### WHAT THIS TASK INVOLVES
Format the material below as a two-column CSV with the header columns "prompt" and "polygons", with one row for each request. Put the full request text in "prompt" and its complete answer in "polygons", enclose each field in double quotes, and replace every line break with a space.

### RECORDS FOR THE TASK
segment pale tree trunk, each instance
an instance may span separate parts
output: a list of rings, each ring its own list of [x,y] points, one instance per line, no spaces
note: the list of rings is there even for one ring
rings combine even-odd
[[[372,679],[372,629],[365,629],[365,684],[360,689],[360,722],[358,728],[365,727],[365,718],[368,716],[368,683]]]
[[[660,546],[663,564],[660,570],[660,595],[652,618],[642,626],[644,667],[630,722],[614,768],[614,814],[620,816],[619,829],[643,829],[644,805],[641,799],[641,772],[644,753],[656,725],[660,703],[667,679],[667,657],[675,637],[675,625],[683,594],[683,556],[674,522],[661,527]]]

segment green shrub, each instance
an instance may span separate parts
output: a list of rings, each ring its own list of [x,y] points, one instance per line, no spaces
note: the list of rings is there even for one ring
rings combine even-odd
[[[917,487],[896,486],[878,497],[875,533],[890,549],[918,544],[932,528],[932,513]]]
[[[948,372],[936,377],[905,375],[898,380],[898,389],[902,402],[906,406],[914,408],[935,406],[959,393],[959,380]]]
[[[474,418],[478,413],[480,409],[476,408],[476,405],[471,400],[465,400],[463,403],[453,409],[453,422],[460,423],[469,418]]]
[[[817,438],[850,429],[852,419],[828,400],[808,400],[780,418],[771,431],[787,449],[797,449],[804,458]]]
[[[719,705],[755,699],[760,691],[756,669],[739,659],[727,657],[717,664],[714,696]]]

### WRITTEN SOLUTION
prompt,polygons
"segment pale tree trunk, each instance an instance may span separate parts output: a list of rings, each ring its own list of [x,y] points, one instance per line, no spaces note: the list of rings is there even for one ring rings combine even-odd","[[[372,679],[372,629],[365,629],[365,684],[360,689],[360,722],[358,728],[365,727],[365,718],[368,716],[368,683]]] [[[660,546],[663,564],[660,570],[660,595],[652,618],[642,626],[644,667],[630,722],[614,768],[614,814],[620,816],[619,829],[643,829],[644,805],[641,799],[641,772],[644,753],[656,725],[660,703],[667,679],[667,657],[675,637],[675,625],[683,594],[683,556],[674,522],[661,527]]]"
"segment green shrub, each instance an instance may span separate parts output: a list of rings, each ring its own list of [x,y] points, one instance per line, no spaces note: the list of rings is there even for one ring rings combine even-odd","[[[917,487],[896,486],[878,497],[875,533],[890,549],[918,544],[932,528],[932,513]]] [[[948,372],[936,377],[905,375],[898,380],[898,389],[902,402],[906,406],[914,408],[935,406],[959,393],[959,380]]] [[[474,418],[478,413],[480,409],[476,408],[476,405],[471,400],[465,400],[463,403],[453,409],[453,422],[460,423],[469,418]]] [[[817,438],[850,429],[852,419],[828,400],[808,400],[780,418],[771,431],[787,449],[797,449],[804,458]]] [[[719,705],[755,699],[760,691],[756,669],[739,659],[727,657],[717,664],[714,696]]]"